[Object location annotation data]
#####
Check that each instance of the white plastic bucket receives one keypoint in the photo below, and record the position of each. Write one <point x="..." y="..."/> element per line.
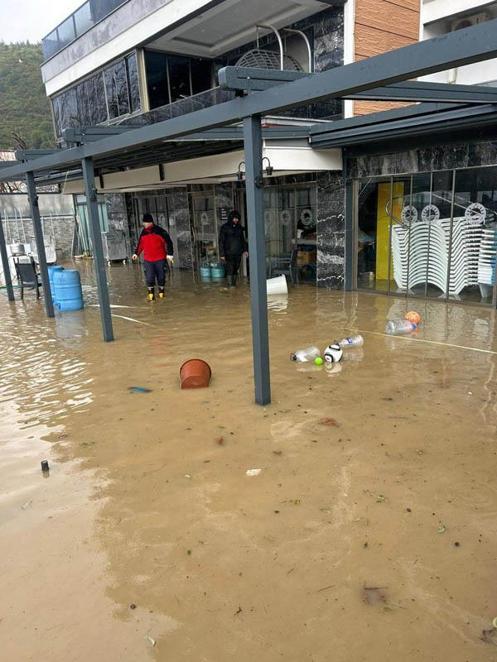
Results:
<point x="277" y="285"/>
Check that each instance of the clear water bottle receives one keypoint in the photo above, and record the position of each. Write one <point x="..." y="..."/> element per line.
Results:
<point x="305" y="355"/>
<point x="353" y="341"/>
<point x="399" y="327"/>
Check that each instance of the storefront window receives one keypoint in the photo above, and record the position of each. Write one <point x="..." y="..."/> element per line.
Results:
<point x="429" y="234"/>
<point x="290" y="224"/>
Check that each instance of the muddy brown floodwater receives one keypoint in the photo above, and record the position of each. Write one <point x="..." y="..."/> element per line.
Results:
<point x="368" y="535"/>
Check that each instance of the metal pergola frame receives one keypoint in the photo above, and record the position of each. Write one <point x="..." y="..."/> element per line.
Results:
<point x="373" y="77"/>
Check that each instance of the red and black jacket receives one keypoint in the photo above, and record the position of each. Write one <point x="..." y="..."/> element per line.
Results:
<point x="155" y="244"/>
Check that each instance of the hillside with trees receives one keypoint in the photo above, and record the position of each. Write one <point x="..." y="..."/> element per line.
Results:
<point x="25" y="116"/>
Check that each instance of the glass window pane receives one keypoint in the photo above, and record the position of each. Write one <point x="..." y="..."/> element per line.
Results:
<point x="179" y="77"/>
<point x="83" y="18"/>
<point x="133" y="82"/>
<point x="201" y="75"/>
<point x="116" y="85"/>
<point x="66" y="113"/>
<point x="50" y="44"/>
<point x="66" y="32"/>
<point x="91" y="101"/>
<point x="157" y="86"/>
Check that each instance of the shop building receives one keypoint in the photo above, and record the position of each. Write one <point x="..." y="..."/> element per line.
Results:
<point x="387" y="198"/>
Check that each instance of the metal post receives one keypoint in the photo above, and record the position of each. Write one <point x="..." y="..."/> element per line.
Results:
<point x="40" y="243"/>
<point x="5" y="264"/>
<point x="350" y="229"/>
<point x="252" y="136"/>
<point x="98" y="251"/>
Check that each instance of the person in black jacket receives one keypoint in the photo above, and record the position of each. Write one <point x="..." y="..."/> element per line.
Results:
<point x="232" y="245"/>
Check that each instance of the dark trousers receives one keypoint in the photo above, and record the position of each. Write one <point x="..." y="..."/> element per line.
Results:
<point x="233" y="264"/>
<point x="155" y="271"/>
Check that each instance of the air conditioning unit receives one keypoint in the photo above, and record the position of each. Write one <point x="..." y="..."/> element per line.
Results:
<point x="459" y="24"/>
<point x="468" y="21"/>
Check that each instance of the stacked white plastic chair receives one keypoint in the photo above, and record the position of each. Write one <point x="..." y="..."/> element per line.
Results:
<point x="422" y="249"/>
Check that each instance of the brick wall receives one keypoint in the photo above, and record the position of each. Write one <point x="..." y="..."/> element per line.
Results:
<point x="380" y="26"/>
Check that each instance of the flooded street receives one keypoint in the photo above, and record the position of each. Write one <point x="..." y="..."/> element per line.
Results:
<point x="369" y="534"/>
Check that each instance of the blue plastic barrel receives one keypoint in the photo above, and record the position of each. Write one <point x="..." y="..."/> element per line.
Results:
<point x="67" y="290"/>
<point x="51" y="271"/>
<point x="217" y="271"/>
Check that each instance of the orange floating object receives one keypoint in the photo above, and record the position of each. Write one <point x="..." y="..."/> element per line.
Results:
<point x="195" y="373"/>
<point x="413" y="317"/>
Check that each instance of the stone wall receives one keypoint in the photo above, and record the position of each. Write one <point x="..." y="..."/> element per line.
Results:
<point x="331" y="230"/>
<point x="427" y="159"/>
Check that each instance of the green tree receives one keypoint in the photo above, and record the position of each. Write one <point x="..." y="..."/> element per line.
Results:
<point x="24" y="108"/>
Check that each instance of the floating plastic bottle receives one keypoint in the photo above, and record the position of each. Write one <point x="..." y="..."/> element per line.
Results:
<point x="353" y="341"/>
<point x="333" y="353"/>
<point x="399" y="327"/>
<point x="305" y="355"/>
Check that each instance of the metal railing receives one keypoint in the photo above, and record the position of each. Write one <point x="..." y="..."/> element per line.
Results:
<point x="79" y="22"/>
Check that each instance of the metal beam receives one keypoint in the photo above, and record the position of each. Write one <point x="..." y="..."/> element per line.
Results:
<point x="98" y="251"/>
<point x="5" y="264"/>
<point x="248" y="79"/>
<point x="257" y="257"/>
<point x="474" y="44"/>
<point x="29" y="154"/>
<point x="40" y="243"/>
<point x="443" y="121"/>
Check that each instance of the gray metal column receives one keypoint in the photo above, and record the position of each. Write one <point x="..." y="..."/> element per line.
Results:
<point x="350" y="244"/>
<point x="252" y="136"/>
<point x="98" y="251"/>
<point x="40" y="243"/>
<point x="5" y="264"/>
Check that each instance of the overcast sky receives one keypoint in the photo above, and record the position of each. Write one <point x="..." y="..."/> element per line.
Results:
<point x="30" y="20"/>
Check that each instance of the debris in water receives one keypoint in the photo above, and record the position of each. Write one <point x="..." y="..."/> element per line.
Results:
<point x="374" y="595"/>
<point x="253" y="472"/>
<point x="330" y="422"/>
<point x="488" y="636"/>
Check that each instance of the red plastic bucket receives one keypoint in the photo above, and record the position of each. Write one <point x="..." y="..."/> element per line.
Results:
<point x="195" y="373"/>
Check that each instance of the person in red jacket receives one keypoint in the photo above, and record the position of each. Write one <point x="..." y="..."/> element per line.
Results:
<point x="157" y="248"/>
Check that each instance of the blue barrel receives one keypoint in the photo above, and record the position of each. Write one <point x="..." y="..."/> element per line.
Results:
<point x="51" y="271"/>
<point x="205" y="273"/>
<point x="217" y="271"/>
<point x="67" y="290"/>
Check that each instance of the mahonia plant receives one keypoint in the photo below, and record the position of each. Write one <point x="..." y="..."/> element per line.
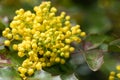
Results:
<point x="115" y="75"/>
<point x="42" y="37"/>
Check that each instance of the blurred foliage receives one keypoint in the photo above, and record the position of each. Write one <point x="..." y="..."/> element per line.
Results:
<point x="99" y="18"/>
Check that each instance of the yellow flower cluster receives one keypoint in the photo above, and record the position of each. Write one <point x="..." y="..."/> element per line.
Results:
<point x="42" y="37"/>
<point x="113" y="75"/>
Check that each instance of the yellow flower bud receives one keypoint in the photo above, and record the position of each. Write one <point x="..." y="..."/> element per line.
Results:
<point x="7" y="43"/>
<point x="15" y="46"/>
<point x="62" y="61"/>
<point x="57" y="59"/>
<point x="30" y="71"/>
<point x="53" y="9"/>
<point x="38" y="66"/>
<point x="82" y="34"/>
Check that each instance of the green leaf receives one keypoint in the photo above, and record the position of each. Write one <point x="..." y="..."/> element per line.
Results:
<point x="2" y="26"/>
<point x="9" y="73"/>
<point x="69" y="77"/>
<point x="95" y="41"/>
<point x="94" y="59"/>
<point x="58" y="69"/>
<point x="114" y="46"/>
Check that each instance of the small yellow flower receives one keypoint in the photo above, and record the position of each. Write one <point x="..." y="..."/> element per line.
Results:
<point x="44" y="38"/>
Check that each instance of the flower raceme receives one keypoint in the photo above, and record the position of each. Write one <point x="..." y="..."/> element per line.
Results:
<point x="42" y="37"/>
<point x="115" y="75"/>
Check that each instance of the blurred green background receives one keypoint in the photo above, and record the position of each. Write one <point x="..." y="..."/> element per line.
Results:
<point x="100" y="19"/>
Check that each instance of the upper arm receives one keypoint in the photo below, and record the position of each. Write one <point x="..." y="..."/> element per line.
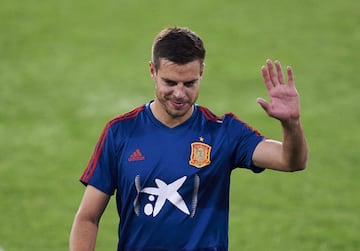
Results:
<point x="93" y="204"/>
<point x="268" y="154"/>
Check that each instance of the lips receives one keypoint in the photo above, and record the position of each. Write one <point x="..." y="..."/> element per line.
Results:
<point x="178" y="104"/>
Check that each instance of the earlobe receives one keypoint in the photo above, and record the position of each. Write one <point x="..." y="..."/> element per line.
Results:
<point x="152" y="70"/>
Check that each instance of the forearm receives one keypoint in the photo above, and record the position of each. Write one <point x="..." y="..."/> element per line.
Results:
<point x="294" y="146"/>
<point x="83" y="235"/>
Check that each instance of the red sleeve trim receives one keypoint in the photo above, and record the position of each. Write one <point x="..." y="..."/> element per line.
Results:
<point x="85" y="177"/>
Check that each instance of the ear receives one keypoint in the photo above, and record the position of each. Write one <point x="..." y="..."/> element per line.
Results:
<point x="152" y="70"/>
<point x="202" y="67"/>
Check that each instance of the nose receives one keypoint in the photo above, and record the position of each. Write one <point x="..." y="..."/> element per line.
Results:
<point x="179" y="91"/>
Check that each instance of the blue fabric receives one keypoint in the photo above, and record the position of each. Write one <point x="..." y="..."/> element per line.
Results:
<point x="171" y="184"/>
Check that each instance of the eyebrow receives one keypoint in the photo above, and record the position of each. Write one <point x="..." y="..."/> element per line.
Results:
<point x="173" y="81"/>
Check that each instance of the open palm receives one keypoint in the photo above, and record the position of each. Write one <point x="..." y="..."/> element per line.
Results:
<point x="284" y="98"/>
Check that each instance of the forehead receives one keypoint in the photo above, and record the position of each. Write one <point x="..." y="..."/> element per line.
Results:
<point x="170" y="69"/>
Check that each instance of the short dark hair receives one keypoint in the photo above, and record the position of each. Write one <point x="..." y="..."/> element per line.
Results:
<point x="178" y="45"/>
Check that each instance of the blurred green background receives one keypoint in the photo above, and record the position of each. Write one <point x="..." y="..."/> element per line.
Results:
<point x="67" y="67"/>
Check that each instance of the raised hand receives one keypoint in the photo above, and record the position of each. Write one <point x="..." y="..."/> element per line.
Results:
<point x="284" y="99"/>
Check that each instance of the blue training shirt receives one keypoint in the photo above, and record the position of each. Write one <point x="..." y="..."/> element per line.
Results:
<point x="172" y="184"/>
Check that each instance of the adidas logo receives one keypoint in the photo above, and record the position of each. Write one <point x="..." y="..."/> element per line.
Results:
<point x="136" y="156"/>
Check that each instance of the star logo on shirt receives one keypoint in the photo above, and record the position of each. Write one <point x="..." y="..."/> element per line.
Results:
<point x="165" y="192"/>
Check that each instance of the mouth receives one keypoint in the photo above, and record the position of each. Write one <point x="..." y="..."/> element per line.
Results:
<point x="178" y="104"/>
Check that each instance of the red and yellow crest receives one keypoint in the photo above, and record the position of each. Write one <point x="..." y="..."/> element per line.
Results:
<point x="200" y="154"/>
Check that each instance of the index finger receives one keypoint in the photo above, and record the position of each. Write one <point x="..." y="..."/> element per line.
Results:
<point x="266" y="77"/>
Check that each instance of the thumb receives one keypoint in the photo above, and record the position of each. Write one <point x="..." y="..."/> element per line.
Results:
<point x="263" y="104"/>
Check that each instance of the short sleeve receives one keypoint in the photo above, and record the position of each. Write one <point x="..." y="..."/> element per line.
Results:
<point x="101" y="170"/>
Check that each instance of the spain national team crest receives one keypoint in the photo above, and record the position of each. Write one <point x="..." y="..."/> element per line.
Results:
<point x="200" y="154"/>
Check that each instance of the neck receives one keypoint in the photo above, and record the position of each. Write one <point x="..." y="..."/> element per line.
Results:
<point x="167" y="119"/>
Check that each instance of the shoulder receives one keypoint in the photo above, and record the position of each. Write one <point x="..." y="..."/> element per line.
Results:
<point x="128" y="116"/>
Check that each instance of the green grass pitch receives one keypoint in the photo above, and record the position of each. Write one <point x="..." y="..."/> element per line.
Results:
<point x="67" y="67"/>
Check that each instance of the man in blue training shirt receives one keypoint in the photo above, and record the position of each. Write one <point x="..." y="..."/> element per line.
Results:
<point x="169" y="161"/>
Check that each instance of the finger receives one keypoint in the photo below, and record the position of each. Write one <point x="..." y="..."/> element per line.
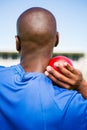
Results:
<point x="65" y="71"/>
<point x="57" y="82"/>
<point x="58" y="76"/>
<point x="70" y="68"/>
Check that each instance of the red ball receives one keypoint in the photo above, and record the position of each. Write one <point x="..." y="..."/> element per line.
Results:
<point x="61" y="60"/>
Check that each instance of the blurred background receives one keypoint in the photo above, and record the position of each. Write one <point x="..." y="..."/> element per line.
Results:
<point x="71" y="17"/>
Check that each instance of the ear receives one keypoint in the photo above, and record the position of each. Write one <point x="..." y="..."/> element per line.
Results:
<point x="18" y="43"/>
<point x="57" y="39"/>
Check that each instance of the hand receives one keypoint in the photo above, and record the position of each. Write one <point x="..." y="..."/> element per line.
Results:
<point x="69" y="78"/>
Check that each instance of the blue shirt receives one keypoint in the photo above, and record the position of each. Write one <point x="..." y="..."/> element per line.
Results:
<point x="29" y="101"/>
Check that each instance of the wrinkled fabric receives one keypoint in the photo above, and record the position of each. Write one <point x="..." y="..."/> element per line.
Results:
<point x="29" y="101"/>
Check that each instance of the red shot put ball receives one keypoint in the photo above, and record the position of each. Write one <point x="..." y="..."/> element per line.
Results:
<point x="61" y="60"/>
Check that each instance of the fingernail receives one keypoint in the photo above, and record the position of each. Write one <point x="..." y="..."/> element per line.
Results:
<point x="49" y="68"/>
<point x="65" y="63"/>
<point x="56" y="64"/>
<point x="46" y="73"/>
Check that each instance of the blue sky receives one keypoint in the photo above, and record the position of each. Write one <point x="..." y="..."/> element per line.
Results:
<point x="71" y="17"/>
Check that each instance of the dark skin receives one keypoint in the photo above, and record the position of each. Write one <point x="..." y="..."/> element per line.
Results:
<point x="36" y="38"/>
<point x="70" y="78"/>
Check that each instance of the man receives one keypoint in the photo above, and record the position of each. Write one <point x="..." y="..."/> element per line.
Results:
<point x="28" y="99"/>
<point x="70" y="78"/>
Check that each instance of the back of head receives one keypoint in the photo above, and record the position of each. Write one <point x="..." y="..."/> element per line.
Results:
<point x="36" y="28"/>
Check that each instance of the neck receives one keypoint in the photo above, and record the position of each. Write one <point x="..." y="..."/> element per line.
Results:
<point x="34" y="63"/>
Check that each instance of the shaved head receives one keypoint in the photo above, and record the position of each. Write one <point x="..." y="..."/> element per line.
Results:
<point x="37" y="25"/>
<point x="36" y="37"/>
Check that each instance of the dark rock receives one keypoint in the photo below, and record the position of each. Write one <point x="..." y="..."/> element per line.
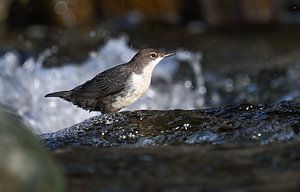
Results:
<point x="183" y="168"/>
<point x="240" y="124"/>
<point x="24" y="164"/>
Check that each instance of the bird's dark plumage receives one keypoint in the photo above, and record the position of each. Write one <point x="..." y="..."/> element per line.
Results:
<point x="107" y="90"/>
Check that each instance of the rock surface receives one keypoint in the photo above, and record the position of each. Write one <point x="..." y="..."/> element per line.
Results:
<point x="24" y="164"/>
<point x="236" y="148"/>
<point x="183" y="168"/>
<point x="241" y="124"/>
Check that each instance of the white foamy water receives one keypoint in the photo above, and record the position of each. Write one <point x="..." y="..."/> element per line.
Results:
<point x="23" y="86"/>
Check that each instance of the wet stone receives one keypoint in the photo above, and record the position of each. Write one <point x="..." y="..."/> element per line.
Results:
<point x="235" y="124"/>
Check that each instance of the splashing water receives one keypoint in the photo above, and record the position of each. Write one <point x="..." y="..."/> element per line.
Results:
<point x="23" y="85"/>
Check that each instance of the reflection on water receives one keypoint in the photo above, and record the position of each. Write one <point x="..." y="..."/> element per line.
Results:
<point x="23" y="85"/>
<point x="178" y="82"/>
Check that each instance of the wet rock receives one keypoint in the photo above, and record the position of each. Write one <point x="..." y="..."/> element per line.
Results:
<point x="183" y="168"/>
<point x="238" y="124"/>
<point x="24" y="165"/>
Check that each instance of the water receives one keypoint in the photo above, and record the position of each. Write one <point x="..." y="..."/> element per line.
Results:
<point x="23" y="85"/>
<point x="178" y="82"/>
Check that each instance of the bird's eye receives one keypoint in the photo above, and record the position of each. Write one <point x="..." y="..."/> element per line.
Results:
<point x="153" y="55"/>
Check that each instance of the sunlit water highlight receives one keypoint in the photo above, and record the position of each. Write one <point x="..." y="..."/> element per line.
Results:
<point x="23" y="85"/>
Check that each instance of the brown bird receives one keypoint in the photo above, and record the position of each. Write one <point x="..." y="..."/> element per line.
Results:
<point x="117" y="87"/>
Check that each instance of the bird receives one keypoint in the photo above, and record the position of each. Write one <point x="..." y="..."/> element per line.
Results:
<point x="117" y="87"/>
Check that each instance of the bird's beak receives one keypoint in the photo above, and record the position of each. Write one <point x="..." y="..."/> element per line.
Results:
<point x="168" y="54"/>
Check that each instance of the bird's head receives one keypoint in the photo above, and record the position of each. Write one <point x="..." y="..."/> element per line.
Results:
<point x="147" y="59"/>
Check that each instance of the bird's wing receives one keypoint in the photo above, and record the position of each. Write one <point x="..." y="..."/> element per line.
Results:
<point x="106" y="83"/>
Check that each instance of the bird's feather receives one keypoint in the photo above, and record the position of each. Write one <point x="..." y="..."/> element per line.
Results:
<point x="104" y="84"/>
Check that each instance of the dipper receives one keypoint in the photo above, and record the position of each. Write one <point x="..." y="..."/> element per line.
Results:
<point x="117" y="87"/>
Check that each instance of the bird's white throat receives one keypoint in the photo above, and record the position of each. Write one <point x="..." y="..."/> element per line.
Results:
<point x="148" y="69"/>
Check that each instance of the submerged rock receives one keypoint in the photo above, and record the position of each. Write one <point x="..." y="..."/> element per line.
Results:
<point x="24" y="164"/>
<point x="240" y="124"/>
<point x="183" y="168"/>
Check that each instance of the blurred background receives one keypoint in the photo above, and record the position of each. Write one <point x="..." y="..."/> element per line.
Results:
<point x="228" y="51"/>
<point x="227" y="31"/>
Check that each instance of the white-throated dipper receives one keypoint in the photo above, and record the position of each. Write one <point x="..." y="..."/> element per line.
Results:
<point x="117" y="87"/>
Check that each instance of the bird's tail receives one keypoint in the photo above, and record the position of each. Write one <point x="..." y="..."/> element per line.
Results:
<point x="61" y="94"/>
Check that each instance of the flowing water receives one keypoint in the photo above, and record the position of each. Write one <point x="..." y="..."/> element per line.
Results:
<point x="23" y="85"/>
<point x="178" y="83"/>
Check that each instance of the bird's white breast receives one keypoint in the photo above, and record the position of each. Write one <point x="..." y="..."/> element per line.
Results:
<point x="137" y="85"/>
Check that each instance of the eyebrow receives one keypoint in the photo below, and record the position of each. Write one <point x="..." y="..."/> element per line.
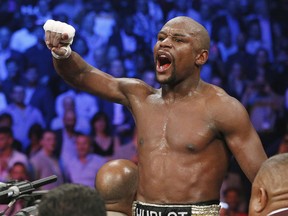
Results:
<point x="177" y="34"/>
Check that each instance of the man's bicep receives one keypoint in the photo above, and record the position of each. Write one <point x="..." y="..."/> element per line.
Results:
<point x="245" y="144"/>
<point x="104" y="86"/>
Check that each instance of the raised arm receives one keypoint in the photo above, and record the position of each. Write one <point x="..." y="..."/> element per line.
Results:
<point x="232" y="120"/>
<point x="78" y="73"/>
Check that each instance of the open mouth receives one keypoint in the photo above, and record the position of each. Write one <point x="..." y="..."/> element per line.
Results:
<point x="163" y="62"/>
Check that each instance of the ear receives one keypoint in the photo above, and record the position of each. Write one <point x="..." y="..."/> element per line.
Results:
<point x="202" y="57"/>
<point x="260" y="200"/>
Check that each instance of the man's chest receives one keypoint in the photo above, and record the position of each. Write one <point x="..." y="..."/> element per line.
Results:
<point x="185" y="126"/>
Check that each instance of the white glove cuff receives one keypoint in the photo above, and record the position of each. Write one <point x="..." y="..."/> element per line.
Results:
<point x="65" y="56"/>
<point x="60" y="27"/>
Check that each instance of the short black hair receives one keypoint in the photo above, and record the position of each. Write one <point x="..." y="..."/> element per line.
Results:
<point x="72" y="200"/>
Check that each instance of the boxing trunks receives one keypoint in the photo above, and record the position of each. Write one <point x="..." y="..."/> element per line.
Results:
<point x="210" y="208"/>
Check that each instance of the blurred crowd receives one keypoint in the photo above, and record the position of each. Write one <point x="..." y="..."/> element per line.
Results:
<point x="45" y="121"/>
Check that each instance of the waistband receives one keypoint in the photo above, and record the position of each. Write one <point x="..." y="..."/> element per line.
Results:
<point x="209" y="208"/>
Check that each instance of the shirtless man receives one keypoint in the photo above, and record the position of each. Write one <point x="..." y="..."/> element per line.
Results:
<point x="117" y="181"/>
<point x="185" y="129"/>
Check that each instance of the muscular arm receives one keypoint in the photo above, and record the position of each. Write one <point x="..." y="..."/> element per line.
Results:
<point x="79" y="74"/>
<point x="234" y="123"/>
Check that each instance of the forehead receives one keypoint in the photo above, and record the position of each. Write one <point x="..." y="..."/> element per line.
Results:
<point x="179" y="26"/>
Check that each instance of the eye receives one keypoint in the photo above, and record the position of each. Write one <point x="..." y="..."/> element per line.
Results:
<point x="177" y="40"/>
<point x="160" y="38"/>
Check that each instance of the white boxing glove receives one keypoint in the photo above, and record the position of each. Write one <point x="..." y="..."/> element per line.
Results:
<point x="61" y="27"/>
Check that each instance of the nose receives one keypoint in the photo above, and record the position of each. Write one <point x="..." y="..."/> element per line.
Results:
<point x="166" y="43"/>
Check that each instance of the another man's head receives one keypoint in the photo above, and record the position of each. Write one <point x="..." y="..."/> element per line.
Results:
<point x="181" y="49"/>
<point x="270" y="187"/>
<point x="48" y="142"/>
<point x="72" y="200"/>
<point x="83" y="145"/>
<point x="117" y="182"/>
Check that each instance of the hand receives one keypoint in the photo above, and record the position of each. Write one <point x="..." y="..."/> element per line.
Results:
<point x="58" y="37"/>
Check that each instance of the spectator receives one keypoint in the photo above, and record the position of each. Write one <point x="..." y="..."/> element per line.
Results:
<point x="35" y="91"/>
<point x="66" y="138"/>
<point x="6" y="120"/>
<point x="117" y="182"/>
<point x="7" y="53"/>
<point x="35" y="133"/>
<point x="68" y="103"/>
<point x="14" y="77"/>
<point x="8" y="155"/>
<point x="72" y="200"/>
<point x="85" y="106"/>
<point x="23" y="115"/>
<point x="104" y="143"/>
<point x="270" y="188"/>
<point x="24" y="38"/>
<point x="233" y="198"/>
<point x="18" y="172"/>
<point x="45" y="163"/>
<point x="82" y="169"/>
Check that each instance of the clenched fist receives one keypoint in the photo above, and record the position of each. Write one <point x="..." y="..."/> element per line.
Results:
<point x="58" y="38"/>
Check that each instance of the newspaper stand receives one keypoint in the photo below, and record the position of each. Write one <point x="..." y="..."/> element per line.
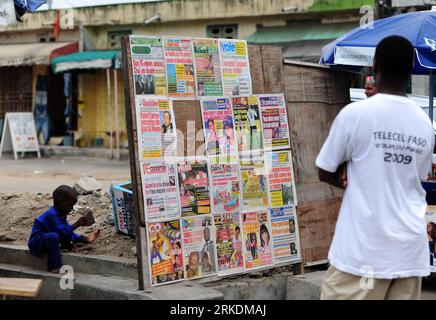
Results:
<point x="312" y="94"/>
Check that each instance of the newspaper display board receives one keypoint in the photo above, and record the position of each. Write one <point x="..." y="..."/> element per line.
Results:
<point x="230" y="254"/>
<point x="148" y="66"/>
<point x="179" y="63"/>
<point x="281" y="182"/>
<point x="233" y="210"/>
<point x="235" y="67"/>
<point x="159" y="184"/>
<point x="253" y="182"/>
<point x="248" y="127"/>
<point x="274" y="122"/>
<point x="207" y="68"/>
<point x="198" y="246"/>
<point x="225" y="184"/>
<point x="165" y="253"/>
<point x="156" y="127"/>
<point x="256" y="235"/>
<point x="284" y="226"/>
<point x="219" y="131"/>
<point x="19" y="134"/>
<point x="194" y="193"/>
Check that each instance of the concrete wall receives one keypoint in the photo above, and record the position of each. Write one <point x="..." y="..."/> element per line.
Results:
<point x="170" y="11"/>
<point x="94" y="121"/>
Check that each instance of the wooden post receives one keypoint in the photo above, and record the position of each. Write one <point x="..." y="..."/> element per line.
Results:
<point x="138" y="204"/>
<point x="117" y="122"/>
<point x="109" y="97"/>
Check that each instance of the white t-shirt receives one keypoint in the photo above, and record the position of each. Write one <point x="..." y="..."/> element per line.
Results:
<point x="388" y="142"/>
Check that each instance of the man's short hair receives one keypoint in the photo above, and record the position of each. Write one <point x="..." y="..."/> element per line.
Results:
<point x="394" y="58"/>
<point x="64" y="192"/>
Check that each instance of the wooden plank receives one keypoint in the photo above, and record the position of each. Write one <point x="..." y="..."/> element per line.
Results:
<point x="314" y="96"/>
<point x="272" y="60"/>
<point x="187" y="114"/>
<point x="20" y="287"/>
<point x="256" y="69"/>
<point x="135" y="171"/>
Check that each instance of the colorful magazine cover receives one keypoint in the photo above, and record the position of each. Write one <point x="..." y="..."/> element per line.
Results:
<point x="225" y="184"/>
<point x="253" y="182"/>
<point x="193" y="177"/>
<point x="198" y="246"/>
<point x="257" y="239"/>
<point x="207" y="67"/>
<point x="165" y="254"/>
<point x="159" y="185"/>
<point x="248" y="126"/>
<point x="274" y="122"/>
<point x="284" y="226"/>
<point x="281" y="182"/>
<point x="156" y="128"/>
<point x="179" y="62"/>
<point x="230" y="254"/>
<point x="218" y="125"/>
<point x="148" y="65"/>
<point x="235" y="67"/>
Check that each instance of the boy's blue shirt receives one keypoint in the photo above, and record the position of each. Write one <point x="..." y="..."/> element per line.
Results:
<point x="51" y="221"/>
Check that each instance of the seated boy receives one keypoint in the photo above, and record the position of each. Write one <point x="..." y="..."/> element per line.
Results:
<point x="51" y="230"/>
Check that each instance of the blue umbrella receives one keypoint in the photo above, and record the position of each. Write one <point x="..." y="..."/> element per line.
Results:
<point x="357" y="48"/>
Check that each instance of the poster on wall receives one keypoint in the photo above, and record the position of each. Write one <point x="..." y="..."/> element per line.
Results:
<point x="148" y="65"/>
<point x="207" y="67"/>
<point x="19" y="134"/>
<point x="225" y="184"/>
<point x="235" y="67"/>
<point x="159" y="185"/>
<point x="284" y="226"/>
<point x="179" y="64"/>
<point x="219" y="132"/>
<point x="430" y="216"/>
<point x="156" y="127"/>
<point x="193" y="179"/>
<point x="253" y="182"/>
<point x="230" y="254"/>
<point x="248" y="127"/>
<point x="165" y="254"/>
<point x="198" y="246"/>
<point x="274" y="122"/>
<point x="257" y="239"/>
<point x="281" y="182"/>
#####
### The exercise
Leave out every line before the one containing "Check that each instance of the boy's"; set down that line and all remaining lines of the material exactly.

### Problem solution
Check that each instance of the boy's blue shirt receives one keypoint in the photo above, and record the position of each. Write one <point x="..." y="..."/> element per line.
Results:
<point x="51" y="221"/>
Check that each instance of the seated boy receives one keypoint in the photo above, and record the position of each. Write one <point x="..." y="..."/> element per line.
Results:
<point x="51" y="230"/>
Check that each instance of the blue umbrella receives one keypoint in the photo above, and record the position of each. Write one <point x="..." y="..."/> element per line.
Results:
<point x="357" y="48"/>
Check that each instance of the poster on wall receives one keypoint in the photo above, and record the position of each. Write one <point x="..." y="..."/> element per line.
Results:
<point x="148" y="65"/>
<point x="207" y="67"/>
<point x="19" y="134"/>
<point x="225" y="184"/>
<point x="235" y="67"/>
<point x="159" y="185"/>
<point x="284" y="226"/>
<point x="179" y="64"/>
<point x="219" y="132"/>
<point x="430" y="216"/>
<point x="156" y="127"/>
<point x="193" y="179"/>
<point x="253" y="182"/>
<point x="230" y="254"/>
<point x="248" y="127"/>
<point x="165" y="254"/>
<point x="198" y="246"/>
<point x="274" y="122"/>
<point x="257" y="239"/>
<point x="281" y="182"/>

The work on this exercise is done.